§ Directions
Would you copy only the lines below, beginning with the one that contains "Report the location of each instance of the black leather" and running through the last entry line?

- Opening Delimiter -

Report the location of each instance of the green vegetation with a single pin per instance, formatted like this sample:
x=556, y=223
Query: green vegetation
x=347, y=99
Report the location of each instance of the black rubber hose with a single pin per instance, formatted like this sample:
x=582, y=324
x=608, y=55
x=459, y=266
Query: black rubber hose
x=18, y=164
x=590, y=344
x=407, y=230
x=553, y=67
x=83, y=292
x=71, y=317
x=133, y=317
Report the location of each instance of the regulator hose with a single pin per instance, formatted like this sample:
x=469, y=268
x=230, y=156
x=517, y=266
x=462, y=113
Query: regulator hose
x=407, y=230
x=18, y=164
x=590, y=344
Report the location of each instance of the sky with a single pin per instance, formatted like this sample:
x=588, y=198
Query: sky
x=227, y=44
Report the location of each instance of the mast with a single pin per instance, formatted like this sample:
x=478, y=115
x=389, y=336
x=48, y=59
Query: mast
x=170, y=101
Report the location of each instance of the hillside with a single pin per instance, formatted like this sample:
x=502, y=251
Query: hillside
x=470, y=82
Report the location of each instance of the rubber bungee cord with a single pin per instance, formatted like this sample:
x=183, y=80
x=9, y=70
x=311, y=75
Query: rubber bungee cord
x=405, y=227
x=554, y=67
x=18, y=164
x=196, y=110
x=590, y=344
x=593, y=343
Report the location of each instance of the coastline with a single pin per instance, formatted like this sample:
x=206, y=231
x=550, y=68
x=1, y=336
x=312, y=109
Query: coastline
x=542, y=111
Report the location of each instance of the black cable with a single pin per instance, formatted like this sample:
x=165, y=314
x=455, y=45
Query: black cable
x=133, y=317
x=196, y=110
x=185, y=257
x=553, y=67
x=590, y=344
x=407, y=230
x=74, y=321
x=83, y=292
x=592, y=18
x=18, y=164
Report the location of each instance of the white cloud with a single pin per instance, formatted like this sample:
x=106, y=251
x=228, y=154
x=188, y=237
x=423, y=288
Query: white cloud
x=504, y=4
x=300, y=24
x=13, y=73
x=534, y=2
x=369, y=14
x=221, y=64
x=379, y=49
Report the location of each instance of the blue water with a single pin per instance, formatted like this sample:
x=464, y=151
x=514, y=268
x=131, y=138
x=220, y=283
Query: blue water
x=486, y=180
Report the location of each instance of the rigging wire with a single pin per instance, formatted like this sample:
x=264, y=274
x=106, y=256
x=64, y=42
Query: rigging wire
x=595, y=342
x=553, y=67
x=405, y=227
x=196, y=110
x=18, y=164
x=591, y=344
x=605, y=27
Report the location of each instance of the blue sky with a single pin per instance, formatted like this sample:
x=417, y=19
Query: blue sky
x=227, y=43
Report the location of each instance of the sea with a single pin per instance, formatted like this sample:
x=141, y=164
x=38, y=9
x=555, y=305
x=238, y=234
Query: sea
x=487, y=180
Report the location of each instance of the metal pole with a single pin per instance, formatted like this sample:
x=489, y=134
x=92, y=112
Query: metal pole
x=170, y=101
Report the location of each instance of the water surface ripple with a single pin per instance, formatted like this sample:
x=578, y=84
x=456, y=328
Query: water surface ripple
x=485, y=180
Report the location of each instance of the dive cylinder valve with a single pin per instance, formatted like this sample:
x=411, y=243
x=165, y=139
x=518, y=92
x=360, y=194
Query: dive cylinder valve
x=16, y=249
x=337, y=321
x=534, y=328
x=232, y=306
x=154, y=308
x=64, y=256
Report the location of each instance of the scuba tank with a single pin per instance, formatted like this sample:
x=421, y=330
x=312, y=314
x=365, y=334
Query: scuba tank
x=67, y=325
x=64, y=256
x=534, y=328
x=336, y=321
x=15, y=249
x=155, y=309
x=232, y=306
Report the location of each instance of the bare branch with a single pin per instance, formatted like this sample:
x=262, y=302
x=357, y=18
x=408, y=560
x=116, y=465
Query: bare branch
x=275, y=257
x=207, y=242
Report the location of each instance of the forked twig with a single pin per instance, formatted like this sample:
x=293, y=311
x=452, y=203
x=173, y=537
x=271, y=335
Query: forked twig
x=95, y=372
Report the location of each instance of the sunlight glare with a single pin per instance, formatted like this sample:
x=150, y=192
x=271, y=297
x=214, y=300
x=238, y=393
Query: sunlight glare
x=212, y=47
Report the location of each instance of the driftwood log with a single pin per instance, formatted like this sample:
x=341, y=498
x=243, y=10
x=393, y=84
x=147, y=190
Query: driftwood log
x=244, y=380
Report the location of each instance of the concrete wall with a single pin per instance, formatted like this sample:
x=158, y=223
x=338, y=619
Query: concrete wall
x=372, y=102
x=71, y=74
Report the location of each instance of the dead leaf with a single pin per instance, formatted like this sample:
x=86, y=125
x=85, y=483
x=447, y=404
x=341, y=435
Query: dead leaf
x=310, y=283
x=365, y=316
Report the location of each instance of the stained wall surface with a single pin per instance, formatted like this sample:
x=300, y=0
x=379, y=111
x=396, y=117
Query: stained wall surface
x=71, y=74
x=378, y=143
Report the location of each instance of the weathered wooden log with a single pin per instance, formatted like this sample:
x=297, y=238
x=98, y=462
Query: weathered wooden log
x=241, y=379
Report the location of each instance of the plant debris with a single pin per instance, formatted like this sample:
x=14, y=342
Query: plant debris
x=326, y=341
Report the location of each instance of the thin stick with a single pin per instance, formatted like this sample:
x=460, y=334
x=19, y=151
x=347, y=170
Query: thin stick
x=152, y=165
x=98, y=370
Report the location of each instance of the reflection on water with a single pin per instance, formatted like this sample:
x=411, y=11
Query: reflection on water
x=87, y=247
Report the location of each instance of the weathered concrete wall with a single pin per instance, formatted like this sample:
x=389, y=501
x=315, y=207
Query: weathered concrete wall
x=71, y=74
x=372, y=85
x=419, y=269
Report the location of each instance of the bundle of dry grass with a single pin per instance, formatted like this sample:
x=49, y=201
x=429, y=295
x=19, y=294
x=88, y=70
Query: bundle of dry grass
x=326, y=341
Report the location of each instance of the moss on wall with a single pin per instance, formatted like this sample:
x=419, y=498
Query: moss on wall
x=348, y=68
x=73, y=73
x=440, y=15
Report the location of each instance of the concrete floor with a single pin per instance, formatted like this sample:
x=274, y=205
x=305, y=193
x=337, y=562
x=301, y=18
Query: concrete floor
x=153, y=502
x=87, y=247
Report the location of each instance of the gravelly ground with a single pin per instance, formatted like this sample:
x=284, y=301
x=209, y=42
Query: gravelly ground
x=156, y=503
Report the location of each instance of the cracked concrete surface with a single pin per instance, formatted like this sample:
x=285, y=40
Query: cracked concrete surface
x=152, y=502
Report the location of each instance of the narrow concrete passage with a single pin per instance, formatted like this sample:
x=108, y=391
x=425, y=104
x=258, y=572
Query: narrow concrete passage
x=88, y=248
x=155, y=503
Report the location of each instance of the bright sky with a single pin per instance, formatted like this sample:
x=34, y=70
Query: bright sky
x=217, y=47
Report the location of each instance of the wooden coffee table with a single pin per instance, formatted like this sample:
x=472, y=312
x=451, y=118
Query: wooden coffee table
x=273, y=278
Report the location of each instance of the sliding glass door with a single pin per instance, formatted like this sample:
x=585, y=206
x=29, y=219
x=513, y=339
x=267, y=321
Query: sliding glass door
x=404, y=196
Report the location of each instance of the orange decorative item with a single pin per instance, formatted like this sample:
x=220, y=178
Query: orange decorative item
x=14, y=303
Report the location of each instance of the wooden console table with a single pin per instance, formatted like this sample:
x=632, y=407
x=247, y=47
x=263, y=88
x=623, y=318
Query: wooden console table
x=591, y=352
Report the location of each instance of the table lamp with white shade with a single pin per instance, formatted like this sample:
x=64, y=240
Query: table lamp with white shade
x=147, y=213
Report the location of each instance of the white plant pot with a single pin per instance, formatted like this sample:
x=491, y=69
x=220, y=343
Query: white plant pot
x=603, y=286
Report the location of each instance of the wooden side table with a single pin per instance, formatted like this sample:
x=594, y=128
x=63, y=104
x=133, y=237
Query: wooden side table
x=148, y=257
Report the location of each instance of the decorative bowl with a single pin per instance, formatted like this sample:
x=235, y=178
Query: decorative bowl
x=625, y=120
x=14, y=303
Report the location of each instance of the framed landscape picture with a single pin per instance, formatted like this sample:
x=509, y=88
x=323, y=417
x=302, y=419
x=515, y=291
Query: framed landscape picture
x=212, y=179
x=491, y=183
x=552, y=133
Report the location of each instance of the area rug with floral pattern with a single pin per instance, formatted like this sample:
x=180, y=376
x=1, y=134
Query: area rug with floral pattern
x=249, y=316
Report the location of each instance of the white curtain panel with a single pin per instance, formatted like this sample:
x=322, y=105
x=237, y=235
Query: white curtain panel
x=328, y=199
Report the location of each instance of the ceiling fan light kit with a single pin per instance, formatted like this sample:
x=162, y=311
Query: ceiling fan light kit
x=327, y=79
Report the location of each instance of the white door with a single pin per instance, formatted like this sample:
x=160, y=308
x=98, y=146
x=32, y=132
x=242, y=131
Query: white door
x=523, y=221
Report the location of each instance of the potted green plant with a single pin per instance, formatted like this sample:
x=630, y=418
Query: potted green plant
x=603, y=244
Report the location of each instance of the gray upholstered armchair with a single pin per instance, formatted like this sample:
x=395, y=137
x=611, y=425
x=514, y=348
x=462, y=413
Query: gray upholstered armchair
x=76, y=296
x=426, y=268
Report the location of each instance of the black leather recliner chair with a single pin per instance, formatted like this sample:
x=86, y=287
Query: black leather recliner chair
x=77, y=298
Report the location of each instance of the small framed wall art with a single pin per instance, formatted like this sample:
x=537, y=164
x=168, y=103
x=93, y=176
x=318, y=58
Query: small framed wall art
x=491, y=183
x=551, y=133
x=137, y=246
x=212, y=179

- Closing Delimiter -

§ Exercise solution
Report the location of each instance of the black leather recliner chair with a single pin per instance, formatted like this sample:
x=86, y=287
Query: black leather recliner chair
x=77, y=298
Report the location of each instance of the small framed wall art with a single pin per instance, formatted like this sample:
x=537, y=164
x=168, y=103
x=93, y=176
x=318, y=58
Query: small framed wall art
x=491, y=183
x=551, y=133
x=137, y=246
x=212, y=179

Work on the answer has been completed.